## PROVIDED TEXT
On April 14, 2004, the Company successfully completed its offer to exchange
$1,000 principal amount of its new 8 1/4% Limited Convertible Senior
Subordinated Notes due 2012 ("New Notes") for each $1,000 principal amount of
its 7 1/2% Convertible Subordinated Notes due 2006 ("Old Notes"). The exchange
offer commenced March 2, 2004 and expired on April 14, 2004. A total of $17.9
million principal amount of Old Notes were exchanged, leaving $12.3 million
principal amount of Old Notes outstanding. The New Notes provide for a higher
interest rate, have a longer term, will be convertible into Common Stock at a
lower conversion price of $9.00 per share until March 1, 2007 and are senior to
the Old Notes and the Company's 9 1/2% Subordinated Debentures due 2012.
Note 4 - Sale of Assets and Discontinued Operation
Sale of Assets
On March 28, 2003, the Company sold its custom sports business located in Logan,
Utah for $7.9 million, of which $3.7 million was paid in cash and $4.2 million
was in assumption of two Industrial Revenue Bonds. The Company recorded a gain
of approximately $876,000, net of tax, on the sale. As part of the sale, the
Company recorded bonuses to certain continuing employees of $75,000, which was
included in the recorded gain. As a result of the sale, the Company is
reporting lower revenues. The operations and cash flows of the custom sports
business were not clearly distinguishable from other components of the outdoor
display segment and therefore have not been reported as a discontinued
operation.
5
On June 3, 2004, the Company entered into a sale/leaseback of its Norwalk,
Connecticut headquarters for a sales price of $8.1 million, of which $5.5
million was paid in cash and the balance of $2.6 million is payable, with
interest, four years from closing. The Company leased back the property for
four years, after which a three-year lease for part of the building will take
effect. In accordance with SFAS No. 28 "Accounting for Sales with Leasebacks,"
the Company recorded a gain of approximately $2.5 million ($1.5 million, net of
tax), on the sale and deferred $2.2 million of the gain for a total gain of $4.7
million. The deferred gain represents the present value of the lease payments
over the term of the leaseback and will be recognized proportionately to the
rental charge over the next seven years. The $2.6 million balance of the
purchase price, included in other assets in the consolidated balance sheets, is
secured by a purchase money mortgage subordinate to a $3.5 million first
mortgage in favor of the purchaser's lender. In conjunction with the sale, the
Company prepaid $4.9 million of its long-term debt with its senior lenders.

## ENTRIES

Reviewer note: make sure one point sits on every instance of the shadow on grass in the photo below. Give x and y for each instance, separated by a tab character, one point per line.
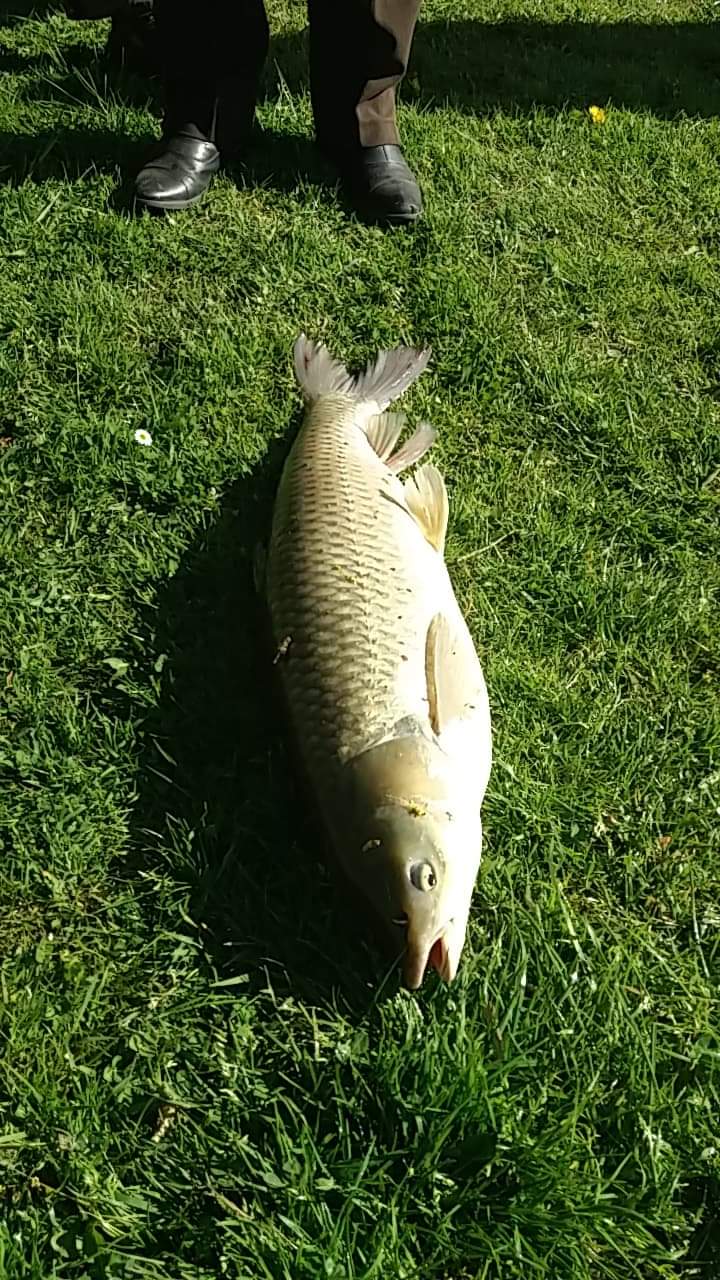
222	809
664	68
668	69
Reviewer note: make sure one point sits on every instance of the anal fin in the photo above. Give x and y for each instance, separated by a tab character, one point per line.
446	673
383	432
425	496
414	448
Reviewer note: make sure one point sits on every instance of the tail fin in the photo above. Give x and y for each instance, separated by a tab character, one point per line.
383	380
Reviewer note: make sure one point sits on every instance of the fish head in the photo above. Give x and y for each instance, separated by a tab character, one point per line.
419	845
425	871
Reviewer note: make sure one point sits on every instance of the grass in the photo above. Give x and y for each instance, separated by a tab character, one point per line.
205	1072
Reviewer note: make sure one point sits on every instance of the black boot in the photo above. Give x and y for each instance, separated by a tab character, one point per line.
180	173
379	184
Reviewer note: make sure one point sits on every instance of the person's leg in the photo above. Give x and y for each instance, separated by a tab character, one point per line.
132	41
359	53
212	55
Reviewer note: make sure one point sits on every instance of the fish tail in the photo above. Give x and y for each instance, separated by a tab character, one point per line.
382	382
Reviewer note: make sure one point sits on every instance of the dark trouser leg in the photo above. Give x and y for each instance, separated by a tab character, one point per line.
359	51
212	54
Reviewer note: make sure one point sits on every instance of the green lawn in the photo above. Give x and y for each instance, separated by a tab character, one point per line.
205	1072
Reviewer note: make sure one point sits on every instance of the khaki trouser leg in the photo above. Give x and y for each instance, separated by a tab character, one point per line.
359	51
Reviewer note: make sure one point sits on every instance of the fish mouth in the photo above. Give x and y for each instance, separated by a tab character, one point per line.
428	955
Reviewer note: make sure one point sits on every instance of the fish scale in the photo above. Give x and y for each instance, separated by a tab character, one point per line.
332	592
383	685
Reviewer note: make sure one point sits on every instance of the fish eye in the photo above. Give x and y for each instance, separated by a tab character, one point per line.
423	876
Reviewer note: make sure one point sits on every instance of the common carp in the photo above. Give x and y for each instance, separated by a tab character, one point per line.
386	694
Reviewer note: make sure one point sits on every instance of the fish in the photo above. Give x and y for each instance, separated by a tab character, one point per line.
386	695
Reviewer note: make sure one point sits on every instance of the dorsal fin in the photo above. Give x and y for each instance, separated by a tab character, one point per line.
427	498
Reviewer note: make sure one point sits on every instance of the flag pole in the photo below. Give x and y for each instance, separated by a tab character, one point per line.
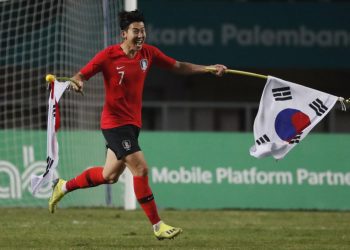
238	72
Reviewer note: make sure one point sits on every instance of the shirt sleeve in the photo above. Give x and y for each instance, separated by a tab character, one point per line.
162	60
94	66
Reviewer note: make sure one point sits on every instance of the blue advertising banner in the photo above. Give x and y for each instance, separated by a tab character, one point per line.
251	34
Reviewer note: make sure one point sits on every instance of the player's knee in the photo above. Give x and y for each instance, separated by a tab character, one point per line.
111	178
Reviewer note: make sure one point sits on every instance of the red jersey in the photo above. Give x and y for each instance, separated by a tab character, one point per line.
124	80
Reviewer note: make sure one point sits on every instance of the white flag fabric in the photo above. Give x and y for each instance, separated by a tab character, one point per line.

## GIVEN REQUEST 1
Select each line of the records that contains the word "trouser" and copy those lines.
## GIVEN REQUEST 2
Please extend the financial report excerpt on the company's note exchange and asset sales, starting right after its final sentence.

## TASK RESULT 1
Reviewer note: make sure one point sits on every instance of the dark trouser leg in the photo above. Give x and y for each instance, separated by a tab character, one point per line.
Reviewer note: make sure one point sits on every instance of the khaki trouser leg in the photo above. Give x and y for each instance, separated by a tab character, one point per line.

## TASK RESULT 2
Discontinued Operation
On April 28, 2004, the Company completed an agreement to sell the capital stock
of its Australian subsidiary, Trans-Lux Pty Limited ("PTY"), for $1.7 million in
cash, and the operating results were assumed by the buyer effective as of
February 29, 2004. In accordance with the provisions of SFAS No. 144,
"Accounting For the Impairment or Disposal of Long-lived Assets," the Company
has accounted for PTY as a discontinued operation. The consolidated financial
statements reflect the assets and liabilities of the discontinued operation and
the operations for the prior periods are reported as a discontinued operation.
The following table presents the financial results of the discontinued
operation:
Three months ended
September 30 Nine months ended September 30
In thousands 2003 2004 2003
- ---------------------------------------------------------------------------------------------------
Revenues $ 319 $ 135 $ 958
Operating expenses 181 126 575
----- ----- -----
Gross profit 138 9 383
General and administrative expenses (134) (126) (353)
Foreign currency gain 39 141 681
Interest income 17 3 52
Gain on sale of assets - 112 -
Income tax provision (18) (12) (229)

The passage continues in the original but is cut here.